**課題 1**
バイリンガル育児の文章によると、筆者はアメリカに住んで何年目に結婚しましたか。
**課題 2**
次の(a)～(c)がバイリンガル育児の文章の内容と合っているかどうかを判定し、それぞれ判断の根拠となる語句を原文のまま引用してください。(a) 筆者にとって、この子育ては初めてのものである。(b) 筆者は結婚して5年後に出産した。(c) 筆者は今回、出産の体験について詳しく書いている。
**課題 3**
バイリンガル育児の文章を、最後の文の後から引き継いで書き進めてください。

**本文**
我が子はあと2ヶ月で12歳になります。あっという間の12年で、初めて(かつ最後)の子育てで、試行錯誤しながらもなんとかやってきました。
この12年間の「バイリンガル育児」で「してよかったこと」「しなければよかったこと」を数回に分けて書いていこうと思います。
私個人の私見ですが、何らかのお役に立てれば幸いです。
私はアメリカに住んで10年目に結婚し、結婚して3年後に出産をしました。「超」がつく高齢出産だったので、出産に関しては、いつか機会があれば書こうと思いますが、今回は、娘が生まれる前の「小児科医」選びから始めます。
アメリカで子育てを始める日本人夫婦は、自分が育った環境とまったく異なる環境での子育てに加え、近くに親戚や家族がいないので、かなり不安があると思います。私たち夫婦もそうでした。しかも日本にいる私の友人は、もう子育てを終え、中には孫がいる人さえいたので、子育てに関する質問をしてもあまり気の利いた返事が返って来ませんでした。

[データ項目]
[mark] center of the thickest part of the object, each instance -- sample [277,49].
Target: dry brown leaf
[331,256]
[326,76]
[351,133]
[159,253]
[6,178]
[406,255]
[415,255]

**解答 1**
10年目です。

**解答 2**
(a) はい。「初めて(かつ最後)の子育て」
(b) いいえ。「結婚して3年後に出産をしました」
(c) いいえ。「出産に関しては、いつか機会があれば書こうと思いますが」

**解答 3**
子供が産まれる前から、しばらくは育児書を読んだりインターネットの情報に頼ったのですが、我が子の最初の小児科医の先生には、あらゆる意味で、たいへんお世話になりました。彼女こそが、バイリンガル育児を支えてくれた最初の人だったと思います。
アメリカの医療制度は複雑で、医療保険の種類も様々なタイプがあります。私たち家族は私の勤務大学の付属病院か系列病院から主治医を選べるタイプの医療保険に入っていました。産科医は、友人の紹介でアメリカ人の女医さんを選びましたが、小児科医は日本人(というかアメリカ育ちの日本語がわかる)女医さんを選びました。娘が6歳になるまで、この先生にお世話になったのですが、ご本人もアメリカで育ち、子育てもしていたので、私たち日本人夫婦の心配事(蒙古斑のことやアトピーの可能性)などもよく理解してくれて、適切なアドバイスをくださいました。日本語でいろいろ質問できたのも心理的にとても楽でした。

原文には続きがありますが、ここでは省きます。